** Dataset follows **

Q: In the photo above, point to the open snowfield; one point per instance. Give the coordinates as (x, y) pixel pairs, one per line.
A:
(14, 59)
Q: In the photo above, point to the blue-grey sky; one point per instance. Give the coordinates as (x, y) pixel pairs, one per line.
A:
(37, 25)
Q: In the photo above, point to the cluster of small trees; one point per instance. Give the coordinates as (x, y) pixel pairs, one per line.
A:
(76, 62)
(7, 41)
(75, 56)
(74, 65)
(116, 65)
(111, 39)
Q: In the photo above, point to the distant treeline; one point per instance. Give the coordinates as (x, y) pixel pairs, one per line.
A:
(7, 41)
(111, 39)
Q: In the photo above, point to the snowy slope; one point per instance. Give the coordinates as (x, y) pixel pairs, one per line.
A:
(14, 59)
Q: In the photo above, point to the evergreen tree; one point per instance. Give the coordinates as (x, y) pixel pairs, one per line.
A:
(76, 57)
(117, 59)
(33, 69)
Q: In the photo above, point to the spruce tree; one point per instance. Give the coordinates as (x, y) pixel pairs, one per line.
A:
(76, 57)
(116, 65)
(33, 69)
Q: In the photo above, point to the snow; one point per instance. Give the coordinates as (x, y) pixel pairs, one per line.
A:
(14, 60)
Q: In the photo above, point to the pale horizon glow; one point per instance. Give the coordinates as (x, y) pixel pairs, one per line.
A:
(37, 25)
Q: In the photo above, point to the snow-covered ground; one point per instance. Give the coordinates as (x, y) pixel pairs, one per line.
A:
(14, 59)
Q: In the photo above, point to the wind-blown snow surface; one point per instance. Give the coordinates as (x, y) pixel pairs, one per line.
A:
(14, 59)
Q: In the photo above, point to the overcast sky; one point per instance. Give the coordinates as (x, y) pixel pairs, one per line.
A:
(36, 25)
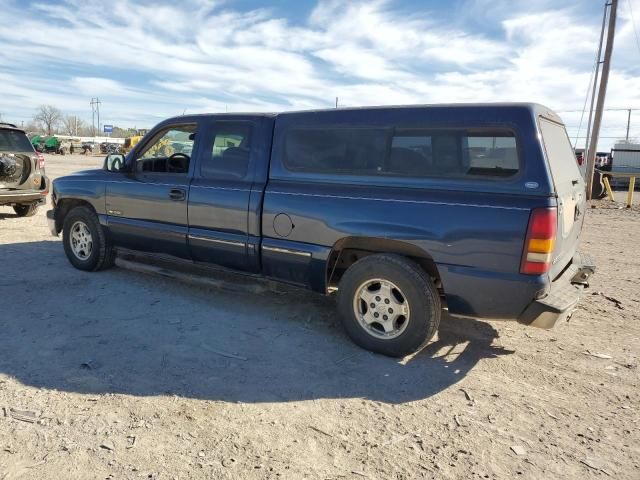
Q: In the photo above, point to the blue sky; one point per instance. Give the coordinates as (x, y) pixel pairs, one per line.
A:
(150, 60)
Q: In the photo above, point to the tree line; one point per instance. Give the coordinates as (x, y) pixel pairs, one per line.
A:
(49, 120)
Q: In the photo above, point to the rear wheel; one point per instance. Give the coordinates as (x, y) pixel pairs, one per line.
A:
(86, 244)
(389, 305)
(26, 210)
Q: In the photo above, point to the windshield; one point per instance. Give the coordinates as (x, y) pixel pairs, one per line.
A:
(14, 141)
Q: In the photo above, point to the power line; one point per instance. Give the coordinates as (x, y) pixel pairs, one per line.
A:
(633, 24)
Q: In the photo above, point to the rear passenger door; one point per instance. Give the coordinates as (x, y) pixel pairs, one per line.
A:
(220, 195)
(147, 206)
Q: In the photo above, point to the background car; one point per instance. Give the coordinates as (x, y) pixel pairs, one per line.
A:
(23, 183)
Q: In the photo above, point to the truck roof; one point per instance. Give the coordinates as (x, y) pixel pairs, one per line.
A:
(535, 108)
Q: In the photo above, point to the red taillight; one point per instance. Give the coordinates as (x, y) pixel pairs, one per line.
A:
(40, 160)
(540, 241)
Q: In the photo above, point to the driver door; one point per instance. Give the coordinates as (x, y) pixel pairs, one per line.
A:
(147, 206)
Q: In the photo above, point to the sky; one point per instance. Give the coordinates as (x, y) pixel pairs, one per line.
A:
(148, 60)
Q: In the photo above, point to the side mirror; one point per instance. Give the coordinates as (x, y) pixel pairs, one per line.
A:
(114, 162)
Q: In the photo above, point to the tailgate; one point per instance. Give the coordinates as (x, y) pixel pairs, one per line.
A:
(570, 191)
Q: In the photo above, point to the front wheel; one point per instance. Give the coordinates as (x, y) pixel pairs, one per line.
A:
(86, 244)
(389, 305)
(26, 210)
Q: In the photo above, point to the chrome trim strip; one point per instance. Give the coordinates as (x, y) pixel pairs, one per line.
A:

** End of Dataset **

Your instructions> Quote all the lines above exactly as given. Do not include the pictures.

Solution to the problem>
Q: In the photo above, point to the open snowfield; one point per instance. Give the coordinates as (x, y) pixel pairs, one per line.
A:
(14, 59)
Q: In the photo above, point to the blue-grey sky; one point per instance. Give the coordinates as (x, y) pixel pairs, one per line.
A:
(37, 25)
Q: In the photo above, point to the cluster of small trees; one point per instance. Give the coordinates as (x, y) pixel pairs, one per line.
A:
(76, 62)
(7, 41)
(75, 56)
(74, 65)
(116, 65)
(111, 39)
Q: In the photo above, point to the distant treeline; one point per instance. Give the coordinates as (x, y) pixel pairs, one per line.
A:
(7, 41)
(111, 39)
Q: In the photo above, point to the snowy slope; one point per instance. Give the coordinates as (x, y) pixel pairs, one per line.
A:
(14, 59)
Q: In the photo above, point to the evergreen tree; one point per instance. Give the coordinates as (x, y) pixel pairs, one per line.
A:
(76, 57)
(117, 59)
(33, 69)
Q: In the photo above, point to the spruce tree; one point per instance. Give the coordinates as (x, y) pixel pairs, one per line.
A:
(76, 57)
(116, 65)
(33, 69)
Q: In the photo above, point to the snow; one point per instance. Give the coordinates as (x, y) pixel pairs, one per line.
A:
(14, 60)
Q: In the photo above, point to the pale horizon glow; one point per instance. Give the coordinates as (x, y) pixel pairs, one per line.
A:
(37, 25)
Q: In the photo above, point to the snow-covered ground; one point per instance. Give the coordinates as (x, y) pixel pairs, one per line.
A:
(14, 59)
Q: In the photo above, point to the wind-blown snow surface; one point per instance. Give the coordinates as (x, y) pixel pairs, one per line.
A:
(14, 59)
Q: In the photo above, point to the overcast sky; one point per instance. Give the coordinates as (x, y) pixel pairs, one per line.
A:
(36, 25)
Q: In the photo above, point to the blue sky; one point per instance. Give the coordinates as (x, y) pixel pairs, one per line.
A:
(150, 60)
Q: In the photo above, point to the tree line; one point per instance. Give the coordinates as (x, y) pixel pairs, one per line.
A:
(49, 120)
Q: In the photo above, point to the rear wheel; one point per instance. Give the coordinates as (x, y) pixel pairs, one per line.
A:
(86, 244)
(389, 305)
(26, 210)
Q: In the photo above, point to the windshield; one point per instance. Give the coordinates as (x, y) pixel pairs, one per line.
A:
(14, 141)
Q: In the photo above, point to the power line; one point per instance. Give the coordinates as (x, y) pixel pairs, one per line.
A:
(633, 24)
Q: In the photo above, point to the rear passenger door; one point per instance. Give the coordinates as (x, y) pixel pairs, one per line.
A:
(220, 195)
(147, 206)
Q: In the photo above, point to the background car; one point per instance. Give the coordinates as (x, y) pixel pairs, one per line.
A:
(23, 183)
Q: In the photo above, point to the truck roof; one point per instance. Give the coordinates as (x, y) pixel pairs, one per line.
A:
(535, 108)
Q: In the photo above, point to the red taillight; one point per instance. Give the coordinates as (x, y) pixel pairs, one per line.
A:
(40, 160)
(540, 241)
Q: In the photo above, point to the driver door; one point per instance. Give the coordinates as (x, y) pixel pairs, one per line.
A:
(147, 206)
Q: In the photo above, point to the sky; one point per instance. Give the coordinates as (x, y) pixel pairs, one per line.
A:
(148, 60)
Q: In the photo above, point to the side mirror; one point per instance. Give the coordinates as (x, y) pixel pairs, one per line.
A:
(114, 162)
Q: In the photo above, point to the tailgate; one point per instance. Give the coordinates as (x, y) pixel pairs, one per line.
A:
(570, 191)
Q: In the photo above, point to the front wheel; one point per instance. Give the coordinates as (x, y) pixel pairs, one per line.
A:
(86, 244)
(389, 305)
(26, 210)
Q: In the photo above, point to the chrome trim strip; one point per instance. Give the coordinates as (x, y) pixel pairs, one per line.
A:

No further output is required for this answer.